Input material below:

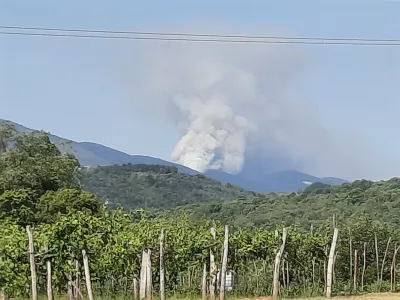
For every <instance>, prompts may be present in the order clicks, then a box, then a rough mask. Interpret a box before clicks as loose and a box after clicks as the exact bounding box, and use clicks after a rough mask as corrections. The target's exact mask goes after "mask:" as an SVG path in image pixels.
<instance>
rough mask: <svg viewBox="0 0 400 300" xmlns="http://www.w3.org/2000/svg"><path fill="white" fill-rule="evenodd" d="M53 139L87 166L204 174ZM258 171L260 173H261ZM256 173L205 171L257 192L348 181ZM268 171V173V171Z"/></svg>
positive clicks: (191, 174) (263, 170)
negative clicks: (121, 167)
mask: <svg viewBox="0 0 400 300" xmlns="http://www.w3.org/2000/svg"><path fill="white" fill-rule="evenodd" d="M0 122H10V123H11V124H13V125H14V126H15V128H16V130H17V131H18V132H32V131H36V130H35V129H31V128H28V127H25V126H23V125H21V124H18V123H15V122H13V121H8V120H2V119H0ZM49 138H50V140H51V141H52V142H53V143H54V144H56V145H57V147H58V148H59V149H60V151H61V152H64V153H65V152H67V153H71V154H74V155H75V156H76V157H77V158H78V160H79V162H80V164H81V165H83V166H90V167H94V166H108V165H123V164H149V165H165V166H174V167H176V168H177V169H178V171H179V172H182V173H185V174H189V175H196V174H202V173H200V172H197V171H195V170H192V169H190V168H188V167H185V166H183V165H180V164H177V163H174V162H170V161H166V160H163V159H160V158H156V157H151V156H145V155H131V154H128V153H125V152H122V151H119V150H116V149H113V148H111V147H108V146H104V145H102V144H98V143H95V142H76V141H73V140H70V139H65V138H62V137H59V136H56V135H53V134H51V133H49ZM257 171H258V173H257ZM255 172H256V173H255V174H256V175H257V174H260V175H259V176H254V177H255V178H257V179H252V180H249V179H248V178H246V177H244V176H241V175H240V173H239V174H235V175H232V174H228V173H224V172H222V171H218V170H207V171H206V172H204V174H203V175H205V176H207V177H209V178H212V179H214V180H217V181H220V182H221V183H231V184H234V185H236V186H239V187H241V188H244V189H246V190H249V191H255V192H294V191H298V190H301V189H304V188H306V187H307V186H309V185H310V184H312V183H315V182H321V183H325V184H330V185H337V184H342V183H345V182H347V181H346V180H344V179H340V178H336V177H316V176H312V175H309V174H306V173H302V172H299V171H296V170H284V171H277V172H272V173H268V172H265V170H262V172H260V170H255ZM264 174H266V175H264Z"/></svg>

End of Input material.

* What you will do *
Without the pictures, reproduce every line of the records above exactly.

* Response *
For every <instance>, prompts may be present in the order clicks, then a box, then a rough mask. Interpret a box before clicks as loose and a box after clicks as the exact bounding box, and use clicks after a rough mask as corrections. The target's exact mask goes after "mask:" as an SVG path in image pixels.
<instance>
rough mask: <svg viewBox="0 0 400 300" xmlns="http://www.w3.org/2000/svg"><path fill="white" fill-rule="evenodd" d="M53 139L87 166L204 174ZM258 171L260 173H261ZM256 173L205 171L257 192L348 181ZM268 171V173V171Z"/></svg>
positive clicks: (191, 174) (263, 170)
negative clicks: (121, 167)
mask: <svg viewBox="0 0 400 300" xmlns="http://www.w3.org/2000/svg"><path fill="white" fill-rule="evenodd" d="M0 122H10V123H11V124H13V125H14V126H15V128H16V130H17V131H18V132H32V131H36V130H35V129H31V128H28V127H25V126H23V125H21V124H18V123H15V122H13V121H8V120H2V119H0ZM49 138H50V140H51V141H52V142H53V143H54V144H56V145H57V147H58V148H59V149H60V151H61V152H64V153H65V152H67V153H71V154H74V155H75V156H76V157H77V158H78V160H79V162H80V164H81V165H83V166H90V167H94V166H108V165H123V164H149V165H165V166H174V167H176V168H177V169H178V171H179V172H182V173H185V174H189V175H196V174H202V173H200V172H197V171H195V170H192V169H190V168H188V167H185V166H183V165H180V164H177V163H174V162H170V161H166V160H163V159H160V158H156V157H151V156H145V155H131V154H128V153H125V152H122V151H119V150H116V149H113V148H111V147H108V146H104V145H102V144H98V143H95V142H76V141H73V140H70V139H65V138H62V137H59V136H56V135H53V134H51V133H49ZM257 171H258V173H257ZM255 172H256V173H255V174H256V175H257V174H260V175H259V176H254V177H255V178H257V179H252V180H249V179H248V178H246V177H244V176H241V175H240V173H239V174H235V175H232V174H228V173H224V172H222V171H218V170H207V171H206V172H204V174H203V175H205V176H207V177H209V178H212V179H214V180H217V181H220V182H221V183H231V184H234V185H236V186H239V187H241V188H244V189H246V190H249V191H255V192H294V191H298V190H301V189H304V188H306V187H307V186H309V185H310V184H312V183H315V182H321V183H325V184H330V185H337V184H342V183H345V182H347V181H346V180H344V179H340V178H336V177H316V176H312V175H309V174H306V173H302V172H299V171H296V170H284V171H277V172H272V173H268V172H265V170H262V172H260V170H255ZM264 174H266V175H264Z"/></svg>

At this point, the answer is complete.